§ **Assignment**:
Filter the records below for the word "woman". Copy each line that holds it.
Data listing: Begin
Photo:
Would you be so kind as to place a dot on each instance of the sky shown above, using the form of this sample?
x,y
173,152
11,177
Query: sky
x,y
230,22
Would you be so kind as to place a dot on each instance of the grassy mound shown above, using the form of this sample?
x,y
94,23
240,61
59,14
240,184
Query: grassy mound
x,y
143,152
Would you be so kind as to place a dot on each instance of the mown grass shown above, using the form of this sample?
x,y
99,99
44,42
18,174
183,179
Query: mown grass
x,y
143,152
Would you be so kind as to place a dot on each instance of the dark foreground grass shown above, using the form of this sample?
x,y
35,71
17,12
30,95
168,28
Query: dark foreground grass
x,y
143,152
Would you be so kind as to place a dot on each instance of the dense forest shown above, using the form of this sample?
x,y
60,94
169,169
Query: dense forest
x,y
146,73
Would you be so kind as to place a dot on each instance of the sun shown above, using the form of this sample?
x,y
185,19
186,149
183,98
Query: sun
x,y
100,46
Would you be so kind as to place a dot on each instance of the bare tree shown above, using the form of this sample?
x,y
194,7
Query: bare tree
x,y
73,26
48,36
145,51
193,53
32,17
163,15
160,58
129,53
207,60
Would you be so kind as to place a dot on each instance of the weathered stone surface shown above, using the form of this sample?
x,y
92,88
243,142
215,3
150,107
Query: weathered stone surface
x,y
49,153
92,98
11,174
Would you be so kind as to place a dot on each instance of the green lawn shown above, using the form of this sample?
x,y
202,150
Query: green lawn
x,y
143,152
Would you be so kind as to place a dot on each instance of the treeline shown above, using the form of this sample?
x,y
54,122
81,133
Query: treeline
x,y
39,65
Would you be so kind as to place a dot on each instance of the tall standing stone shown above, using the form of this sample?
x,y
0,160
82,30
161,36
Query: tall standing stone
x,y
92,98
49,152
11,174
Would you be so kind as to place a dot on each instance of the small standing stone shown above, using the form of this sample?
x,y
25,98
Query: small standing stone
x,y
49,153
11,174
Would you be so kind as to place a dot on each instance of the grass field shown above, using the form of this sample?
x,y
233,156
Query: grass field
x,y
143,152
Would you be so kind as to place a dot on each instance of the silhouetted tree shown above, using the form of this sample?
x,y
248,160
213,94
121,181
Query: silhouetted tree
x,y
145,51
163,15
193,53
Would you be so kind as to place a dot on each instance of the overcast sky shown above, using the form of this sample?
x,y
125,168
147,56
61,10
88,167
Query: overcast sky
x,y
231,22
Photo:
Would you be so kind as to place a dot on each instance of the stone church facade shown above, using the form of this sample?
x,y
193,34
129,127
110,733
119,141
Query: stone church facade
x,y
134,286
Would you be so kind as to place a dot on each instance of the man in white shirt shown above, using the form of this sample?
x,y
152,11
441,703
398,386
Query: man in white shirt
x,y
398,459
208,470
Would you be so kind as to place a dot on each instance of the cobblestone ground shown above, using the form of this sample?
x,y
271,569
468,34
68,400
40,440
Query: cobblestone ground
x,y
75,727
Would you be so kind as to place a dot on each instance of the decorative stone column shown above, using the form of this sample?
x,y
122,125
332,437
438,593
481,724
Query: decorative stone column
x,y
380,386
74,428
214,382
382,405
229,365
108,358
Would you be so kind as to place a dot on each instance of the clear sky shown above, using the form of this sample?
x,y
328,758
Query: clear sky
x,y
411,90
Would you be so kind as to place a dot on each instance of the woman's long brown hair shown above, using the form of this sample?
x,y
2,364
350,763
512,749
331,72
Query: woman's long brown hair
Data listing: End
§ **Answer section**:
Would you be so kind as to place a dot on each instance of the woman's long brown hair shown above, using the form of this sample?
Query: woman's long brown hair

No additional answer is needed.